- [Aim of the exercise]
Count the lines in the records below that contain the string "leaf". Reply with the number alone.

(Box annotations for photos)

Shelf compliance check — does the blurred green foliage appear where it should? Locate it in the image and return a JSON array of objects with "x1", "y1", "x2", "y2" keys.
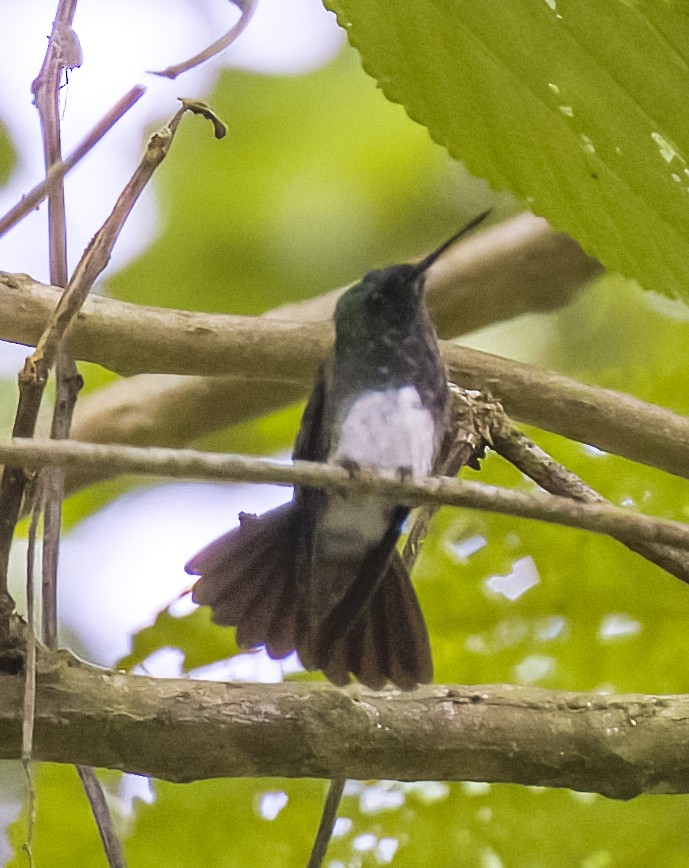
[
  {"x1": 108, "y1": 52, "x2": 506, "y2": 314},
  {"x1": 0, "y1": 0, "x2": 689, "y2": 868}
]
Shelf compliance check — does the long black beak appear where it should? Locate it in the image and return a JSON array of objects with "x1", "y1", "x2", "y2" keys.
[{"x1": 414, "y1": 208, "x2": 492, "y2": 274}]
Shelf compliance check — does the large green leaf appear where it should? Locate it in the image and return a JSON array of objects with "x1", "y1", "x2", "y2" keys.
[{"x1": 325, "y1": 0, "x2": 689, "y2": 298}]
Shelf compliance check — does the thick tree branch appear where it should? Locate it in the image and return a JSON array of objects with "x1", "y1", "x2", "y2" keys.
[
  {"x1": 0, "y1": 654, "x2": 689, "y2": 799},
  {"x1": 0, "y1": 275, "x2": 689, "y2": 477},
  {"x1": 0, "y1": 214, "x2": 601, "y2": 374},
  {"x1": 0, "y1": 439, "x2": 689, "y2": 549}
]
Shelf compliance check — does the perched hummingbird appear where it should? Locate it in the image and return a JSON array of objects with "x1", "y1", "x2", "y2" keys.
[{"x1": 186, "y1": 214, "x2": 486, "y2": 689}]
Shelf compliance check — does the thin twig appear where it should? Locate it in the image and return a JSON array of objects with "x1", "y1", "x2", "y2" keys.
[
  {"x1": 151, "y1": 0, "x2": 258, "y2": 78},
  {"x1": 306, "y1": 778, "x2": 347, "y2": 868},
  {"x1": 307, "y1": 396, "x2": 487, "y2": 868},
  {"x1": 5, "y1": 439, "x2": 689, "y2": 549},
  {"x1": 29, "y1": 6, "x2": 124, "y2": 868},
  {"x1": 0, "y1": 85, "x2": 146, "y2": 237},
  {"x1": 0, "y1": 103, "x2": 220, "y2": 632},
  {"x1": 76, "y1": 765, "x2": 127, "y2": 868}
]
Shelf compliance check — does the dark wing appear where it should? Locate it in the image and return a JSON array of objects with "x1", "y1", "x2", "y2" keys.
[{"x1": 292, "y1": 362, "x2": 330, "y2": 461}]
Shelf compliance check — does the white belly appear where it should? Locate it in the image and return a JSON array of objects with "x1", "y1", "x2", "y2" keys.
[{"x1": 328, "y1": 386, "x2": 437, "y2": 477}]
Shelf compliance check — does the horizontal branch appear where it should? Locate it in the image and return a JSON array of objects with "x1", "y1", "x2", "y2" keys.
[
  {"x1": 0, "y1": 653, "x2": 689, "y2": 799},
  {"x1": 0, "y1": 439, "x2": 689, "y2": 549}
]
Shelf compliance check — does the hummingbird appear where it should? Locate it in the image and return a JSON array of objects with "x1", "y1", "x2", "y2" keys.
[{"x1": 186, "y1": 212, "x2": 488, "y2": 690}]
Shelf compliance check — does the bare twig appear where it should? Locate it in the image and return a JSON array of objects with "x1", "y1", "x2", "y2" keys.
[
  {"x1": 0, "y1": 85, "x2": 146, "y2": 237},
  {"x1": 151, "y1": 0, "x2": 258, "y2": 78},
  {"x1": 29, "y1": 6, "x2": 124, "y2": 868},
  {"x1": 21, "y1": 506, "x2": 41, "y2": 866},
  {"x1": 0, "y1": 105, "x2": 220, "y2": 639},
  {"x1": 307, "y1": 396, "x2": 486, "y2": 868},
  {"x1": 0, "y1": 652, "x2": 689, "y2": 799},
  {"x1": 0, "y1": 439, "x2": 689, "y2": 548},
  {"x1": 5, "y1": 276, "x2": 689, "y2": 477}
]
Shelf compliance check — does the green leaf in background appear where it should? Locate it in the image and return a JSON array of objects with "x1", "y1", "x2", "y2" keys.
[
  {"x1": 108, "y1": 52, "x2": 508, "y2": 314},
  {"x1": 326, "y1": 0, "x2": 689, "y2": 299}
]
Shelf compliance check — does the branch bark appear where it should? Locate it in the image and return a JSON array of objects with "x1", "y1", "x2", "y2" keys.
[
  {"x1": 0, "y1": 439, "x2": 689, "y2": 549},
  {"x1": 0, "y1": 213, "x2": 602, "y2": 468},
  {"x1": 0, "y1": 652, "x2": 689, "y2": 799}
]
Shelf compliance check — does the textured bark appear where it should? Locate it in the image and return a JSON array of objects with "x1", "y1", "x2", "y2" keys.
[{"x1": 0, "y1": 653, "x2": 689, "y2": 799}]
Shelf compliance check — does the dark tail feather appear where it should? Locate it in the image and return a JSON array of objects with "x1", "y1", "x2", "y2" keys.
[
  {"x1": 320, "y1": 552, "x2": 433, "y2": 690},
  {"x1": 186, "y1": 503, "x2": 433, "y2": 690},
  {"x1": 185, "y1": 503, "x2": 299, "y2": 658}
]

- [Output of the exercise]
2